---- Extract provided

Lyric Spotlight Q&A: January/February 2011
By Jamie Younger December 15th, 2010 at 7:42 am


Rodney Fitzhugh
Ridgway, Colorado
“Café Los Reyes”

What is Café Los Reyes about?

I do a lot of bicycle racing which gives you these great endorphin rushes. I was thinking of a particular bike ride I did, and for some reason I just thought about Los Reyes, where I had eaten hot pork chili many times. Now that’s a real endorphin rush. I just sort of switched gears in the middle of the song and rewrote it. The image of the Mexican café – there’s a more accessible image there than in bicycle racing, more universally appealing.

You’re inspired by great songwriters, but you’re also inspired by poets like Edgar Allen Poe. How do songwriting and poetry fit together?

When I think of the kind of poetry that we generally read nowadays, from T.S. Eliot and roughly that time period on, it’s less lyrical, it’s less rhythmic. Modern poetry doesn’t follow the lyrical sort of pattern that would typically work well for pop melodies and pop chord progressions. But I do some things with old poetry. The old, more lyrical style of poetry, exemplified by Poe, provides a template for rhythm and meter for a songwriter. If you’ve studied that stuff, it’s all very structured, rhythmically and rhyme-wise. That kind of poetry, classical poetry, I think is a great way for a songwriter to familiarize himself with rhyme and rhythm and how they work together.

You’re a previous Grand Prize winner in our Lyric Contest. How did the trip to Nashville you won change the way you view your songwriting?

It made me a lot more serious about it, and made me focus more on it. I spent a lot more time on the music, but ironically, I spent a lot less time writing the music and more time playing the music, and performing and practicing. Before I won that first contest, I’d never picked up a guitar in my life, only piano. I strictly wrote songs, no performance of any kind, not even for myself to work through the songs.

After I won that guitar [a Martin DX1], I started playing the guitar and took lessons and became pretty passionate about the guitar. I’ve been playing my music around at open mics and cafes and a few bars and house parties around the area. I think I’ve become serious about trying to focus on commercial aspects of the craft and trying to make at least some of the songs have commercial appeal. I like to pursue my own sort of idiosyncratic impulses a lot of the time. Other times, I’ll think, “What will work for other people? What might appeal to people?” I didn’t write for anybody other than myself in the past.

You’ve since performed at open mics and house parties. How important is it for you to have that community around you, whether it’s your songwriting community or just friends and family?

--------
---- Dataset content

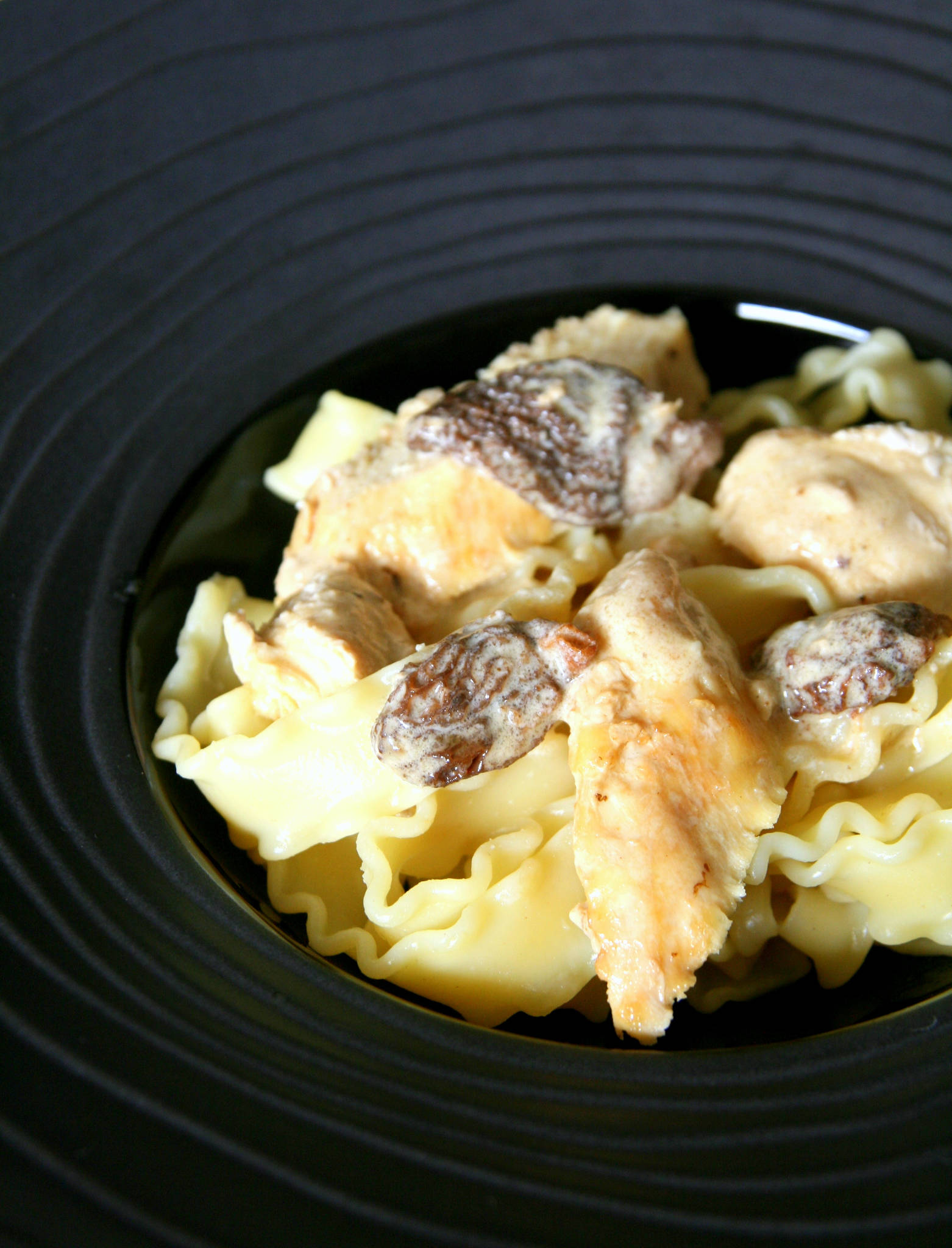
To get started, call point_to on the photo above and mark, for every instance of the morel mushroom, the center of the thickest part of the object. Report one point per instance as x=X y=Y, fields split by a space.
x=586 y=444
x=849 y=659
x=486 y=697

--------

Problem details
Continue the songwriter interview from where it stops.

Task output
It’s incredibly important to me to have my friends who are into music and my family, to have those people around to bounce ideas off of, share processes with, just to show up and listen to the music, or to have people to call me on the phone and ask to write a lyric for a tune that they’ve got. I’ve gotten to know a number of people that I co-write with, usually writing lyrics for their melodies or chord progressions. It’s really expanded my social sphere to get to know these people and to get involved with them. It’s helped a lot not only with my music and my writing, but it’s helped a lot with life in general, to expand my perspective and meet other people.

You didn’t concentrate on songwriting until later in life. What would you tell other people who find themselves drawn to songwriting later in their years?

I’d just say, if it really appeals to you, if you feel like you have a talent for it and you enjoy it, then do whatever it takes to make time for it. That’s the most important thing, make time for it and stick with it. - American Songwriter Magazine


Discography

I've yet to release a commercial recording. I hope to sometime soon. I continue writing and my songs continue to win critical recognition. In addition to the grand prize for "It Just Depends," American Songwriter just picked my lyric "cafe los reyes" as the winner for its Jan-Feb 2011 contest and has awarded honorable mention to two of my other lyrics: "San Miguel Dreams" and "The KIng of Siam." San Miguel Dreams also won a second place from the Ft. Bend Songwriters Association, and "The Farmers' Bank" got an honorable mention from the International Narrative Song Contest. That song also made it to the final round of judging in the Clonmel Song Contest.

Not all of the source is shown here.